▶ TRY IT: Among the records, find the lines that hold the string "focus" and return them.

▶ PROVIDED RECORDS:
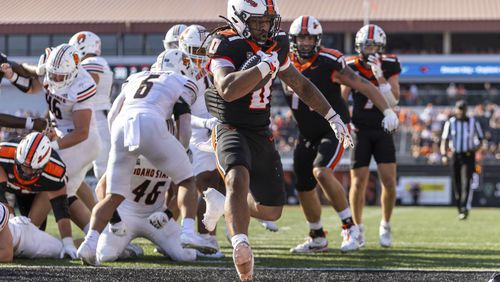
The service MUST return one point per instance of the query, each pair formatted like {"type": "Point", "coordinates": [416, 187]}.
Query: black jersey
{"type": "Point", "coordinates": [52, 178]}
{"type": "Point", "coordinates": [251, 111]}
{"type": "Point", "coordinates": [364, 113]}
{"type": "Point", "coordinates": [319, 70]}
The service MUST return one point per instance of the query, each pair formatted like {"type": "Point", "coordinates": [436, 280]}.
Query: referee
{"type": "Point", "coordinates": [463, 135]}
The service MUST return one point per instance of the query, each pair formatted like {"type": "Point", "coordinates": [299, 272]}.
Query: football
{"type": "Point", "coordinates": [251, 62]}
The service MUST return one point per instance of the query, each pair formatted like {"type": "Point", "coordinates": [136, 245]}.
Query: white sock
{"type": "Point", "coordinates": [315, 225]}
{"type": "Point", "coordinates": [188, 226]}
{"type": "Point", "coordinates": [86, 228]}
{"type": "Point", "coordinates": [345, 214]}
{"type": "Point", "coordinates": [238, 238]}
{"type": "Point", "coordinates": [93, 235]}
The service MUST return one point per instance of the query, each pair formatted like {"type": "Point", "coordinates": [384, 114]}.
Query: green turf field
{"type": "Point", "coordinates": [424, 238]}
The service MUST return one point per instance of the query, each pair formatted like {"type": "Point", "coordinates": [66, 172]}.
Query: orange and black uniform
{"type": "Point", "coordinates": [243, 136]}
{"type": "Point", "coordinates": [370, 137]}
{"type": "Point", "coordinates": [52, 178]}
{"type": "Point", "coordinates": [317, 145]}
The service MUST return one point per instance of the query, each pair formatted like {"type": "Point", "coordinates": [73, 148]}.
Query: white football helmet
{"type": "Point", "coordinates": [305, 25]}
{"type": "Point", "coordinates": [177, 61]}
{"type": "Point", "coordinates": [32, 154]}
{"type": "Point", "coordinates": [171, 40]}
{"type": "Point", "coordinates": [370, 35]}
{"type": "Point", "coordinates": [238, 12]}
{"type": "Point", "coordinates": [62, 67]}
{"type": "Point", "coordinates": [193, 42]}
{"type": "Point", "coordinates": [86, 42]}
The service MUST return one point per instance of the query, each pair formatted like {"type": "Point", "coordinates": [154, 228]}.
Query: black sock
{"type": "Point", "coordinates": [347, 222]}
{"type": "Point", "coordinates": [115, 218]}
{"type": "Point", "coordinates": [317, 233]}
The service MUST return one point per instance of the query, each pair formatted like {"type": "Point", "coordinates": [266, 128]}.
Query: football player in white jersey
{"type": "Point", "coordinates": [19, 238]}
{"type": "Point", "coordinates": [144, 215]}
{"type": "Point", "coordinates": [88, 45]}
{"type": "Point", "coordinates": [138, 127]}
{"type": "Point", "coordinates": [69, 93]}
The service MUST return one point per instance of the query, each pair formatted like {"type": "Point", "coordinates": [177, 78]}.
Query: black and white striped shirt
{"type": "Point", "coordinates": [464, 135]}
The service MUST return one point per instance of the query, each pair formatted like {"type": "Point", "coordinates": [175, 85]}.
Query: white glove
{"type": "Point", "coordinates": [376, 65]}
{"type": "Point", "coordinates": [341, 131]}
{"type": "Point", "coordinates": [21, 220]}
{"type": "Point", "coordinates": [119, 228]}
{"type": "Point", "coordinates": [158, 219]}
{"type": "Point", "coordinates": [68, 248]}
{"type": "Point", "coordinates": [211, 123]}
{"type": "Point", "coordinates": [271, 59]}
{"type": "Point", "coordinates": [391, 121]}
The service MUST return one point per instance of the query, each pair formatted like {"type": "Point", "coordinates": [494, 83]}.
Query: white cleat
{"type": "Point", "coordinates": [350, 239]}
{"type": "Point", "coordinates": [215, 208]}
{"type": "Point", "coordinates": [194, 241]}
{"type": "Point", "coordinates": [243, 261]}
{"type": "Point", "coordinates": [385, 236]}
{"type": "Point", "coordinates": [311, 245]}
{"type": "Point", "coordinates": [269, 225]}
{"type": "Point", "coordinates": [87, 253]}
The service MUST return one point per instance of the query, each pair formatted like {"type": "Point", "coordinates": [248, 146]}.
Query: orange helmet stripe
{"type": "Point", "coordinates": [32, 148]}
{"type": "Point", "coordinates": [305, 20]}
{"type": "Point", "coordinates": [371, 30]}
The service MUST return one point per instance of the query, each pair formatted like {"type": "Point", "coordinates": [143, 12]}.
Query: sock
{"type": "Point", "coordinates": [86, 228]}
{"type": "Point", "coordinates": [188, 225]}
{"type": "Point", "coordinates": [315, 225]}
{"type": "Point", "coordinates": [92, 235]}
{"type": "Point", "coordinates": [115, 218]}
{"type": "Point", "coordinates": [238, 238]}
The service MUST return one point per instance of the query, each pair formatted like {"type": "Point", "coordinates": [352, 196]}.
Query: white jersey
{"type": "Point", "coordinates": [98, 65]}
{"type": "Point", "coordinates": [156, 92]}
{"type": "Point", "coordinates": [147, 191]}
{"type": "Point", "coordinates": [77, 96]}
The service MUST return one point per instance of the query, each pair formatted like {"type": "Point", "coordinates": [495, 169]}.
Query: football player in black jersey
{"type": "Point", "coordinates": [318, 151]}
{"type": "Point", "coordinates": [240, 99]}
{"type": "Point", "coordinates": [383, 71]}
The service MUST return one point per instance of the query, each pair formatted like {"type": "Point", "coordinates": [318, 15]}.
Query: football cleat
{"type": "Point", "coordinates": [87, 252]}
{"type": "Point", "coordinates": [269, 225]}
{"type": "Point", "coordinates": [385, 236]}
{"type": "Point", "coordinates": [350, 239]}
{"type": "Point", "coordinates": [311, 245]}
{"type": "Point", "coordinates": [243, 261]}
{"type": "Point", "coordinates": [215, 208]}
{"type": "Point", "coordinates": [194, 241]}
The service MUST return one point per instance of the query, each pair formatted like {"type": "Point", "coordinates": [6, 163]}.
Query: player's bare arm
{"type": "Point", "coordinates": [305, 89]}
{"type": "Point", "coordinates": [233, 85]}
{"type": "Point", "coordinates": [350, 78]}
{"type": "Point", "coordinates": [81, 120]}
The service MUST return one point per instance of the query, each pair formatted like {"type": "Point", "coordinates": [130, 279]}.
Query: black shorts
{"type": "Point", "coordinates": [254, 150]}
{"type": "Point", "coordinates": [376, 142]}
{"type": "Point", "coordinates": [323, 152]}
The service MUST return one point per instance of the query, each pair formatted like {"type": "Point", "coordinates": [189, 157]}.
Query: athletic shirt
{"type": "Point", "coordinates": [98, 65]}
{"type": "Point", "coordinates": [319, 70]}
{"type": "Point", "coordinates": [156, 92]}
{"type": "Point", "coordinates": [52, 178]}
{"type": "Point", "coordinates": [364, 113]}
{"type": "Point", "coordinates": [251, 111]}
{"type": "Point", "coordinates": [78, 96]}
{"type": "Point", "coordinates": [147, 190]}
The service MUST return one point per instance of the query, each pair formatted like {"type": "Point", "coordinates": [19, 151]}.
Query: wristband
{"type": "Point", "coordinates": [14, 77]}
{"type": "Point", "coordinates": [29, 123]}
{"type": "Point", "coordinates": [264, 69]}
{"type": "Point", "coordinates": [54, 145]}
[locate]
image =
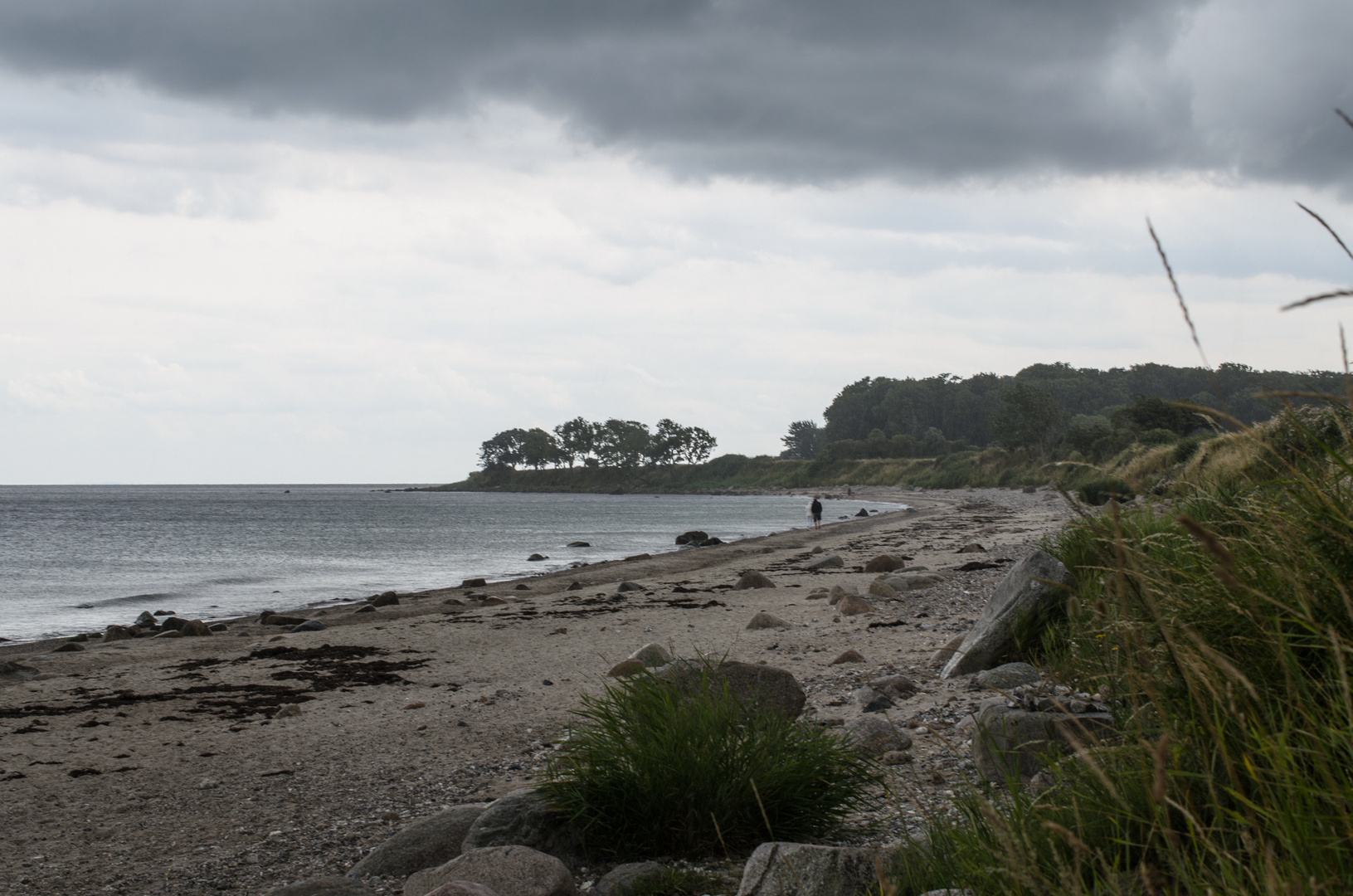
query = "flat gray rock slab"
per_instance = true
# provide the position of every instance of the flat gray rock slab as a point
(524, 818)
(1033, 585)
(752, 684)
(425, 844)
(325, 887)
(620, 880)
(805, 869)
(508, 870)
(1015, 743)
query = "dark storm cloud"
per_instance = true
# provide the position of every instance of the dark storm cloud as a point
(791, 90)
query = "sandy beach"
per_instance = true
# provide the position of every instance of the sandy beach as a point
(156, 767)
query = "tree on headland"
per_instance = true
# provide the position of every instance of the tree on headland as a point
(1027, 417)
(802, 441)
(616, 443)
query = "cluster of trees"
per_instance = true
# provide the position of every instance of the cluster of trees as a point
(1049, 407)
(616, 443)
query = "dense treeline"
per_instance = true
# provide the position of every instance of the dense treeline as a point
(1052, 407)
(616, 444)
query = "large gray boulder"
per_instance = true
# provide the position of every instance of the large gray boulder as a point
(325, 887)
(1015, 743)
(752, 684)
(524, 818)
(1008, 677)
(425, 844)
(806, 869)
(876, 735)
(1033, 585)
(509, 870)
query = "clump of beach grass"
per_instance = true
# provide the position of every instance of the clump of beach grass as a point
(652, 769)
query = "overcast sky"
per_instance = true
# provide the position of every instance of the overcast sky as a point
(348, 241)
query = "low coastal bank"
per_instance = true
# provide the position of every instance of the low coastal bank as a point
(163, 765)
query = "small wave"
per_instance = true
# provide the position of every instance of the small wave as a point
(132, 598)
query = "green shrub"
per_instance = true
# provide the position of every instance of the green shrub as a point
(1158, 437)
(655, 771)
(1097, 492)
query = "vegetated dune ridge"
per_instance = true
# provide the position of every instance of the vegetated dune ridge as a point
(153, 765)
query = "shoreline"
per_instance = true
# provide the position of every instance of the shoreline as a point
(163, 767)
(313, 606)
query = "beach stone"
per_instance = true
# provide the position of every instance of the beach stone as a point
(885, 563)
(652, 655)
(463, 889)
(947, 651)
(878, 587)
(620, 880)
(876, 735)
(806, 869)
(838, 592)
(524, 818)
(752, 684)
(766, 621)
(626, 668)
(752, 580)
(117, 634)
(194, 628)
(324, 887)
(509, 870)
(1008, 677)
(1010, 742)
(1033, 585)
(870, 700)
(290, 621)
(851, 606)
(425, 844)
(894, 686)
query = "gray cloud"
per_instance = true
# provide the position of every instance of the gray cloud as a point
(784, 91)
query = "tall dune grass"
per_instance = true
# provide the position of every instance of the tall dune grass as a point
(1224, 624)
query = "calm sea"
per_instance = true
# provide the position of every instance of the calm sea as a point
(79, 558)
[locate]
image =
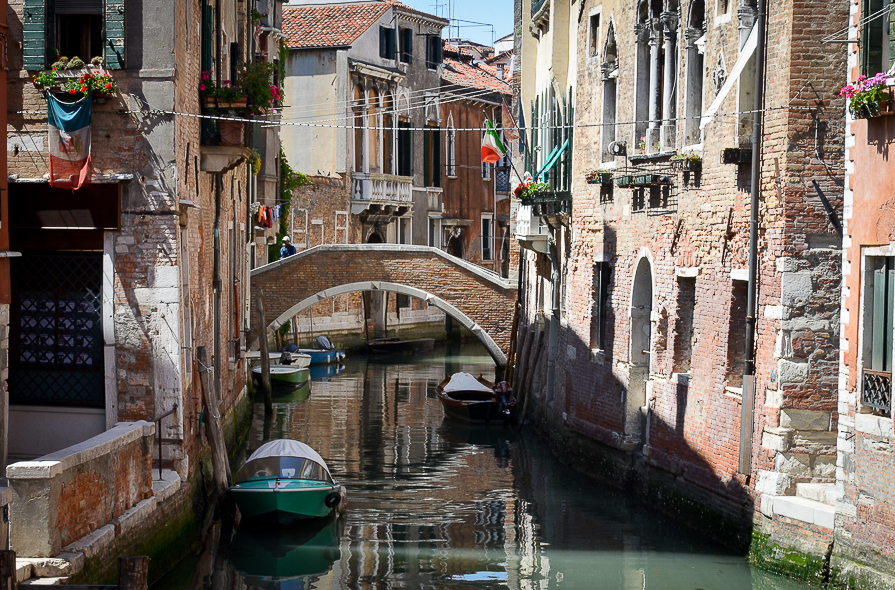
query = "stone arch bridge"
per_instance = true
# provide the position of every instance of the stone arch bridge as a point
(475, 297)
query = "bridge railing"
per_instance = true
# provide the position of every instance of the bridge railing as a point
(381, 187)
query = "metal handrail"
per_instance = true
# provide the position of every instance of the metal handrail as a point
(161, 441)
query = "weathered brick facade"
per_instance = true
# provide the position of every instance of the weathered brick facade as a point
(864, 548)
(661, 378)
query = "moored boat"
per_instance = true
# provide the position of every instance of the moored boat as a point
(472, 399)
(285, 375)
(287, 480)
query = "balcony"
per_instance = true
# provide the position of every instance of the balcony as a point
(381, 193)
(550, 203)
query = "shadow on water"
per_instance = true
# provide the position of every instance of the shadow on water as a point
(434, 504)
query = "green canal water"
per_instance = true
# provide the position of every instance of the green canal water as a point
(434, 504)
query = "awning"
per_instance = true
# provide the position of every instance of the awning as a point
(552, 159)
(742, 60)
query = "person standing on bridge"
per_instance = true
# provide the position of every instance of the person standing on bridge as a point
(288, 249)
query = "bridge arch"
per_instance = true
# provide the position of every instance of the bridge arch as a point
(493, 349)
(475, 297)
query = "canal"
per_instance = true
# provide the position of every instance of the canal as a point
(439, 505)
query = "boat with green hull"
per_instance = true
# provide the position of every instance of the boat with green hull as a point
(287, 480)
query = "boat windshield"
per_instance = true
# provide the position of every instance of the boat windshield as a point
(281, 468)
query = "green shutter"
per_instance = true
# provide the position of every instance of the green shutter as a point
(34, 45)
(207, 38)
(114, 34)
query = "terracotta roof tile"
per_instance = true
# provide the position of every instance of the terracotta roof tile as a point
(468, 75)
(329, 25)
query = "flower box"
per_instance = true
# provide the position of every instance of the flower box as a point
(216, 103)
(736, 156)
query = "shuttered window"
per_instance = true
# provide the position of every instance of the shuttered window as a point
(86, 28)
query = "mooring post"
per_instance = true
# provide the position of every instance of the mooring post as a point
(7, 570)
(265, 353)
(133, 573)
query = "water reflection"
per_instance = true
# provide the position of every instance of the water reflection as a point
(433, 504)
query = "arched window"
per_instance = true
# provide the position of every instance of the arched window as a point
(373, 134)
(610, 77)
(695, 37)
(359, 136)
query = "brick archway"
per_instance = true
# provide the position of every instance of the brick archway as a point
(478, 299)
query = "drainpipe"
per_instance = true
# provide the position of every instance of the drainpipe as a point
(747, 419)
(554, 315)
(216, 285)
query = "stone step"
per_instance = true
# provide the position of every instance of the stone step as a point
(806, 510)
(819, 492)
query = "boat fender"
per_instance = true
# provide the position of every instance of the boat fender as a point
(332, 499)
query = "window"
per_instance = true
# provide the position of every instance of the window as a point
(877, 40)
(406, 55)
(433, 51)
(736, 333)
(599, 301)
(594, 36)
(487, 252)
(683, 324)
(450, 141)
(876, 381)
(435, 232)
(73, 28)
(432, 156)
(610, 94)
(405, 235)
(387, 43)
(695, 73)
(405, 148)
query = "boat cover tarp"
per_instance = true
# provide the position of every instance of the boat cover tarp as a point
(464, 382)
(284, 447)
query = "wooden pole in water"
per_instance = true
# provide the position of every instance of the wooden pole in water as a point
(511, 357)
(7, 570)
(133, 573)
(215, 432)
(522, 358)
(265, 354)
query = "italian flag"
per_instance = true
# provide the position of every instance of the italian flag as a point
(69, 141)
(492, 148)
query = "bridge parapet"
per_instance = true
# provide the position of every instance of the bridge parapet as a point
(477, 298)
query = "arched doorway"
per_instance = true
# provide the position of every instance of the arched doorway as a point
(640, 354)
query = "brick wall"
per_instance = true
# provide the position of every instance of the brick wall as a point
(693, 423)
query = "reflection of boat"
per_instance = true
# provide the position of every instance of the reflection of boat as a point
(324, 372)
(325, 354)
(470, 399)
(284, 375)
(399, 346)
(270, 557)
(298, 360)
(286, 479)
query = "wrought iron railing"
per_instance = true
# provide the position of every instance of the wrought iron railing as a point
(549, 203)
(876, 392)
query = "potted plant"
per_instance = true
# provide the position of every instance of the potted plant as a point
(596, 176)
(736, 156)
(686, 162)
(867, 96)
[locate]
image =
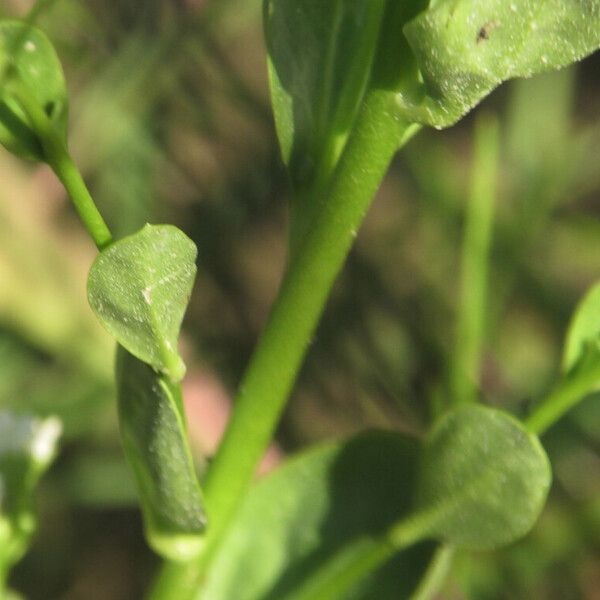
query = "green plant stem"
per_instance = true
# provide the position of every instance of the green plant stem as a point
(567, 393)
(355, 562)
(62, 164)
(466, 367)
(436, 574)
(278, 356)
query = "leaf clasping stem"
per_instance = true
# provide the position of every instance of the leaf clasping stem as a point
(58, 158)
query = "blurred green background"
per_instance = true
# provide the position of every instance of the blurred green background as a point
(170, 122)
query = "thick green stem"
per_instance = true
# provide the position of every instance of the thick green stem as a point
(57, 156)
(466, 366)
(436, 574)
(278, 356)
(564, 397)
(66, 170)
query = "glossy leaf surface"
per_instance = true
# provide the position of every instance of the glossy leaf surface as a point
(28, 58)
(154, 436)
(139, 288)
(320, 55)
(466, 48)
(325, 507)
(483, 478)
(584, 330)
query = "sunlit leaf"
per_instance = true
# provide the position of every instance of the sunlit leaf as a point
(325, 507)
(139, 288)
(320, 55)
(27, 447)
(484, 478)
(154, 435)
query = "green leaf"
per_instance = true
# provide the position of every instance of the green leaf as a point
(28, 59)
(154, 435)
(27, 447)
(320, 56)
(465, 48)
(484, 478)
(584, 330)
(139, 288)
(301, 527)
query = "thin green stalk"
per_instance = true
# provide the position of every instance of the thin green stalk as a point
(355, 562)
(466, 367)
(62, 164)
(278, 356)
(567, 393)
(436, 574)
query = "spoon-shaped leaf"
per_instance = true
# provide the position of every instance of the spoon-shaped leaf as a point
(154, 435)
(28, 58)
(465, 48)
(139, 288)
(303, 530)
(484, 478)
(320, 56)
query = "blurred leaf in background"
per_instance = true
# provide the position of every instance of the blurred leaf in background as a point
(170, 122)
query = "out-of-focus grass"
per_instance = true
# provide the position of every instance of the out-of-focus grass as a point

▶ EXPECTED ANSWER:
query = "out-of-focus grass"
# provide the position of every instance of the out-of-focus grass as a point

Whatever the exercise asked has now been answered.